- Required action A -
Answer these questions from the article on terminology strategy in health care data:
(i) Which two areas of data analytics projects does the article highlight?
(ii) What four qualities must the data foundation have?
(iii) In what systems is the lab data captured whose quality needs improvement?
- Required action B -
Revise the article on terminology strategy in health care data by rewriting the part that opens with "At the heart" and closes with "and up-to-date data.", replacing "health technology vendors" with "health IT vendors".

- Document excerpt -
....
Developing a terminology strategy that reflects real-world practice and industry standards can help data scientists and other allied data professionals efficiently and accurately identify clinically relevant insights that help improve the health of populations and individual patients.
At the heart of many advanced analytics projects in health care is the ability to efficiently and accurately surface clinically relevant insights that help improve the health of populations and individual patients. Health care providers, health plans, and health technology vendors are tackling these projects in different ways, such as training machine-learning models for advanced analytics, but regardless of approach, all require a strong foundation of clean, reliable, semantically interoperable, and up-to-date data.
Unfortunately, creating that foundation is where data scientists and other allied data professionals are spending a lot of their time, limiting their bandwidth to focus on more impactful, actionable analysis. To fulfill the promise of data-driven health care and fully realize the potential of machine learning, we must streamline the data harmonization process in a way that empowers data professionals to finally work at the top of their license.
Today, maintaining complex datasets, particularly those upon which accurate machine learning models can be built, is a painstaking, often manual, error-prone process for organizations. A standardized terminology strategy can support immediate improvements, but few data professionals are aware of its central role in accelerating time to insight.
In this article, we’ll highlight 2 areas where data analytics projects are focused—population health and risk adjustment—to demonstrate how an effective terminology strategy can be used to overcome common challenges.
Better Informed Population Health Efforts
Providers and health plans need access to standardized lab data and other clinical codes to analytically evaluate patient populations and inform the right intervention at the right time. However, the quality of lab data captured in electronic health records (EHRs) and other clinical systems used to generate these analytics need improvement.
....
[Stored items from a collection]
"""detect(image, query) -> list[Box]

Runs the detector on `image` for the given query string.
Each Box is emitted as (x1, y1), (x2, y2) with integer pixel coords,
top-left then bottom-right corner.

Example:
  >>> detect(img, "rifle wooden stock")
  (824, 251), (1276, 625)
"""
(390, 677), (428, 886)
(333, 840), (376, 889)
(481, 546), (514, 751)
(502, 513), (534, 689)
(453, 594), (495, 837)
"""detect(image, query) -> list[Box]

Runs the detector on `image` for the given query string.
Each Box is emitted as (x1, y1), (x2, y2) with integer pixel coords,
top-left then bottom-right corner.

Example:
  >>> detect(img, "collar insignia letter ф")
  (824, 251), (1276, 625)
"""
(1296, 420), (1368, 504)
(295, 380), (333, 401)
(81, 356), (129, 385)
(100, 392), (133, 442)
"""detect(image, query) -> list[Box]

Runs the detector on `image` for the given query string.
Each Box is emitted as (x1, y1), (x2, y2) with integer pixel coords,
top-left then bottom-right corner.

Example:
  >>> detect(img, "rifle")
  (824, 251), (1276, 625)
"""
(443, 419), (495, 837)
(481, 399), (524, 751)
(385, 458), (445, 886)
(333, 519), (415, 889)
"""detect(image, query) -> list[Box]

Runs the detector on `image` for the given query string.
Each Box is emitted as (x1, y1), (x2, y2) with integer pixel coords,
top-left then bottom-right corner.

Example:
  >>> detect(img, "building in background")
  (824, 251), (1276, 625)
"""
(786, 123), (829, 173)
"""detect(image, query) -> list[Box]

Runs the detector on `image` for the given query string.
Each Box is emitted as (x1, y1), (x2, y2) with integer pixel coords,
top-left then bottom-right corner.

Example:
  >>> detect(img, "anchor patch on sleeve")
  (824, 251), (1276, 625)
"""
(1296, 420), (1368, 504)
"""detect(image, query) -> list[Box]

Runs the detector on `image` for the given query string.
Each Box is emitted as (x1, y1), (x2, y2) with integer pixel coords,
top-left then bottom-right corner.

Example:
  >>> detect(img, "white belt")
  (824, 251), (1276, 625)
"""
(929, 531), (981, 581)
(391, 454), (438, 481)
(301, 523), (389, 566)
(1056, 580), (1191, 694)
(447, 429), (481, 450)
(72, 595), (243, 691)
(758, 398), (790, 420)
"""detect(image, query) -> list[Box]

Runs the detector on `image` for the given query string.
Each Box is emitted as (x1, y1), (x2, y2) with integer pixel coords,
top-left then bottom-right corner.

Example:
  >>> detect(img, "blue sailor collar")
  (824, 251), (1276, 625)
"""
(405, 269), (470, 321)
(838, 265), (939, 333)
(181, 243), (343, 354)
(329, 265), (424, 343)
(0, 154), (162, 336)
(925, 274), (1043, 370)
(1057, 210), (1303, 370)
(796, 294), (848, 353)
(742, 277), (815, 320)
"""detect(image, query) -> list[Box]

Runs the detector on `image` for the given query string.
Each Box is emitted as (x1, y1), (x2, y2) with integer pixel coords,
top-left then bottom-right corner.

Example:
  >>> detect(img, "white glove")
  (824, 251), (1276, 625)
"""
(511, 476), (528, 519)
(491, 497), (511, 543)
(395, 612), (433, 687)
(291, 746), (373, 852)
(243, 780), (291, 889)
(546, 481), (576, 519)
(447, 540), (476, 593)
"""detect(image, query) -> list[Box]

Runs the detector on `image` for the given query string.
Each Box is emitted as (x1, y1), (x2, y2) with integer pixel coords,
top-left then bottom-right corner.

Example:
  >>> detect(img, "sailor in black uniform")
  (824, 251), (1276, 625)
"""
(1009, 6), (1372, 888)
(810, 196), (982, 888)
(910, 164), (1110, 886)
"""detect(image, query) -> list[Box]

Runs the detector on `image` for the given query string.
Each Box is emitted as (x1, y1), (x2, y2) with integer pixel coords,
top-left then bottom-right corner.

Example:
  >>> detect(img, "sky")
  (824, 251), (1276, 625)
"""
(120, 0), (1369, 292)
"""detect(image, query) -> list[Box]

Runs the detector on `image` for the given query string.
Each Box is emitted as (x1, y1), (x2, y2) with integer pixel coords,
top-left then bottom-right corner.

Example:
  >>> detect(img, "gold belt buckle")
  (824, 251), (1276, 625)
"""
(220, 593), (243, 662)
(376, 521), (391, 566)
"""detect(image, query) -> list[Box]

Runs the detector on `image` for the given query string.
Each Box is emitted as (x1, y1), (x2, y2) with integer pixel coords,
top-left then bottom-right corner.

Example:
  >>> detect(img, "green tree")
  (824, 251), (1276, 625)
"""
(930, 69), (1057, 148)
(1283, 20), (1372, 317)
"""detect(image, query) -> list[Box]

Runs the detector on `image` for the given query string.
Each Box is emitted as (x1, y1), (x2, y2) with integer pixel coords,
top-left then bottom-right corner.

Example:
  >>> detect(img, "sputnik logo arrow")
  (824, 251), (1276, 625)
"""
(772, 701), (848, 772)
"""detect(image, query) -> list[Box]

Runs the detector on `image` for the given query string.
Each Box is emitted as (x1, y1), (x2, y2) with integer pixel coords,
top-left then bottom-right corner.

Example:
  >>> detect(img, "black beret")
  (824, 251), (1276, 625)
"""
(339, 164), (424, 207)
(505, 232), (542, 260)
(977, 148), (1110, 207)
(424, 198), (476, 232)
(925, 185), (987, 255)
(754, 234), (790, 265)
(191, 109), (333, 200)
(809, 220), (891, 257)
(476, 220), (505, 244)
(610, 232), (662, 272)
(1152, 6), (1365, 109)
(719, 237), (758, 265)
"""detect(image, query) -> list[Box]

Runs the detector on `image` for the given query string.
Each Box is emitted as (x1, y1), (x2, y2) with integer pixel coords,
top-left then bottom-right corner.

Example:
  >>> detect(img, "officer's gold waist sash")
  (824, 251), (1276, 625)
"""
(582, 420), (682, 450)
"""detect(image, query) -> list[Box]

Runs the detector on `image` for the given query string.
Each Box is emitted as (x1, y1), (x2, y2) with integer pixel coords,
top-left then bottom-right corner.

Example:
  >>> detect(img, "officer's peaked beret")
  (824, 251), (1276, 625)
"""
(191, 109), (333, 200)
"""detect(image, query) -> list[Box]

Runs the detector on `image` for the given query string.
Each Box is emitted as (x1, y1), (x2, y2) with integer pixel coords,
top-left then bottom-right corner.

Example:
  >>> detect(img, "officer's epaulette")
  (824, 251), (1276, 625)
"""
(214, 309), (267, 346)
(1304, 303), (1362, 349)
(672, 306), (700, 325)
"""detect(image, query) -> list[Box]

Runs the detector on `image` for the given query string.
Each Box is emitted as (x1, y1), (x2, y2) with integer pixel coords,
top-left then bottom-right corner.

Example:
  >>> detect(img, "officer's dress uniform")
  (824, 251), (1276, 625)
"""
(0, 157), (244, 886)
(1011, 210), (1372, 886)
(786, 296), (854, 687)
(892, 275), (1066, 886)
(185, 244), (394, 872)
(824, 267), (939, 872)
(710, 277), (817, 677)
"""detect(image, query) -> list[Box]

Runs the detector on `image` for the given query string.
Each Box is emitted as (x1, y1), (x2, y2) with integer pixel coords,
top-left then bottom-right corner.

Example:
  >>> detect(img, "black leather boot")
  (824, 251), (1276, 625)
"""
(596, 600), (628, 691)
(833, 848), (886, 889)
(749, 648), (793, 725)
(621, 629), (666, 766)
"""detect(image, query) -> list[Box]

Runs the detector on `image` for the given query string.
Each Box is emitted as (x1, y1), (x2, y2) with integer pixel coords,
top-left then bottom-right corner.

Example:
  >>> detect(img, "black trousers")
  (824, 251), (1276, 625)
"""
....
- Task result A -
(i) Population health and risk adjustment.
(ii) Clean, reliable, semantically interoperable, and up-to-date.
(iii) Electronic health records (EHRs) and other clinical systems.

- Task result B -
At the heart of many advanced analytics projects in health care is the ability to efficiently and accurately surface clinically relevant insights that help improve the health of populations and individual patients. Health care providers, health plans, and health IT vendors are tackling these projects in different ways, such as training machine-learning models for advanced analytics, but regardless of approach, all require a strong foundation of clean, reliable, semantically interoperable, and up-to-date data.